> **Exercise requirements**
Print the following lines verbatim, starting with the line containing "Put a point on every instance of the muddy water" and continuing through the line containing "x=88, y=149", with both ends included. Leave any pictures out of your output.

> **Exercise data**
::::::::

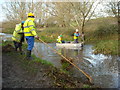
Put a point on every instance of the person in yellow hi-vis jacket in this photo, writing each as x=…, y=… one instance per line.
x=30, y=34
x=60, y=39
x=18, y=36
x=76, y=35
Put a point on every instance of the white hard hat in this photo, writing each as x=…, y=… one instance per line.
x=76, y=30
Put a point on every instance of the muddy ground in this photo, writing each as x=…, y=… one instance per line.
x=20, y=73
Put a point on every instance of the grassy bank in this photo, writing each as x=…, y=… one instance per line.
x=35, y=68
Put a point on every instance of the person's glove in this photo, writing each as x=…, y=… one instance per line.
x=36, y=37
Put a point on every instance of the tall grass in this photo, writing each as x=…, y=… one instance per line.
x=106, y=47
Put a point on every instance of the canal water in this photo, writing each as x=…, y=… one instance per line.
x=102, y=68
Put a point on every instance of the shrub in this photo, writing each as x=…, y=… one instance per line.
x=104, y=30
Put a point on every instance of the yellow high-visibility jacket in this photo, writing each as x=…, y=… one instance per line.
x=29, y=27
x=59, y=40
x=16, y=36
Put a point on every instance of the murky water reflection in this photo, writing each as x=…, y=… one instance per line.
x=102, y=68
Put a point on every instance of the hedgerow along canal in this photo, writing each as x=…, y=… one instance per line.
x=102, y=68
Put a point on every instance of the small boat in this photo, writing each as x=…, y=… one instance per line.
x=70, y=45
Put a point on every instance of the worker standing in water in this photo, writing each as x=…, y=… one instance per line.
x=18, y=36
x=60, y=39
x=76, y=35
x=30, y=34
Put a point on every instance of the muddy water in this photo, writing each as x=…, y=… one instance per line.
x=102, y=68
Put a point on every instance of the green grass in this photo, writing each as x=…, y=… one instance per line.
x=8, y=30
x=106, y=47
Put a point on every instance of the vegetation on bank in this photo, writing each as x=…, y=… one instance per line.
x=97, y=31
x=60, y=77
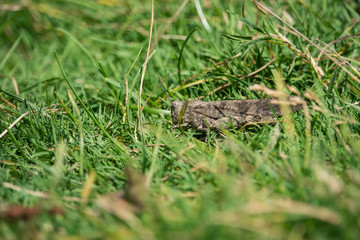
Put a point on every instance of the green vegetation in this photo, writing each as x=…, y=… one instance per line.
x=78, y=164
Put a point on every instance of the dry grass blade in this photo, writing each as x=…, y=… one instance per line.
x=144, y=67
x=265, y=9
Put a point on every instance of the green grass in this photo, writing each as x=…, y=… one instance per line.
x=78, y=146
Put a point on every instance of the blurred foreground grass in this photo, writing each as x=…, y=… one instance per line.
x=75, y=165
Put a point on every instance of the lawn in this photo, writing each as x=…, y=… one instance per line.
x=88, y=149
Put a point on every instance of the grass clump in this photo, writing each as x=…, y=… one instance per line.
x=77, y=162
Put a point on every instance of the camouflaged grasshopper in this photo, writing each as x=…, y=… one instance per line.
x=222, y=114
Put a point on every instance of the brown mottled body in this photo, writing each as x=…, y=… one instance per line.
x=218, y=114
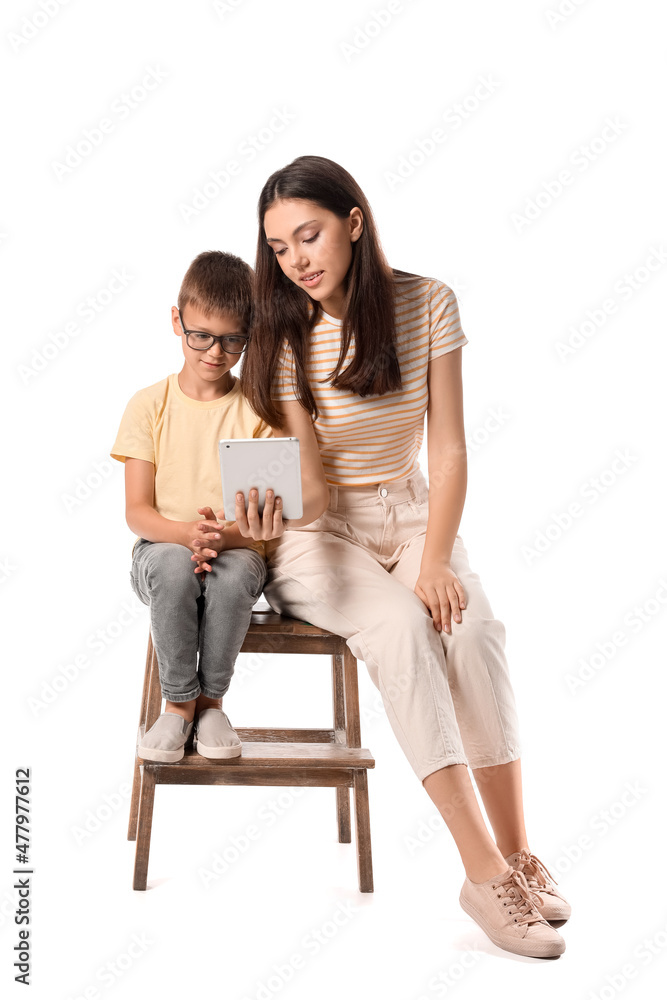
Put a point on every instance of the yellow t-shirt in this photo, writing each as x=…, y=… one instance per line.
x=180, y=435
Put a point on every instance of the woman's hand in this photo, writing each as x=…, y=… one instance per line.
x=440, y=589
x=251, y=525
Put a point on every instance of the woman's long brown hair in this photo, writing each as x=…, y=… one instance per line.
x=281, y=309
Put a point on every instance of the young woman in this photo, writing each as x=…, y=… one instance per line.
x=348, y=355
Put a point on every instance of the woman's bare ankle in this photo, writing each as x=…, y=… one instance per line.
x=482, y=869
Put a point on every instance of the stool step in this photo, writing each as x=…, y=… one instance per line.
x=281, y=754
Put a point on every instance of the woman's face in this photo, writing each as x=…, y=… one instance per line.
x=313, y=248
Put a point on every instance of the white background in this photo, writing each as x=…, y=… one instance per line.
x=365, y=96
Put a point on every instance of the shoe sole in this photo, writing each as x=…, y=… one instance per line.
x=528, y=951
x=161, y=756
x=219, y=753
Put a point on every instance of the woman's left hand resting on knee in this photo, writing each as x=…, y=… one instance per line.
x=440, y=589
x=438, y=585
x=215, y=537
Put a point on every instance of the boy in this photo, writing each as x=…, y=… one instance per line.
x=200, y=578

::::::::

> **Result for this task**
Put a point on every instance of the muddy water in this photo, writing each as x=…, y=… one instance per line.
x=102, y=68
Put a point on every instance of the green grass in this photo, writing each as x=…, y=… one instance per line.
x=8, y=30
x=106, y=47
Put a point on every instance of the vegetation on bank in this photo, writing each as x=…, y=… one instance per line.
x=97, y=31
x=60, y=77
Put a point on every instance of the green vegetation in this photo, writing each as x=…, y=… one instance per line.
x=78, y=164
Put a point on every instance of the dry grass blade in this photo, writing each as x=…, y=… one instance per line.
x=144, y=67
x=265, y=9
Put a point on every instance of the green grass in this photo, writing each as x=…, y=… one instance per line.
x=78, y=146
Put a point on every instance of the blurred foreground grass in this photo, writing each as x=…, y=… one instance per line.
x=75, y=165
Put a point on every instance of the lawn in this photo, writing each as x=…, y=… one instance per line.
x=88, y=149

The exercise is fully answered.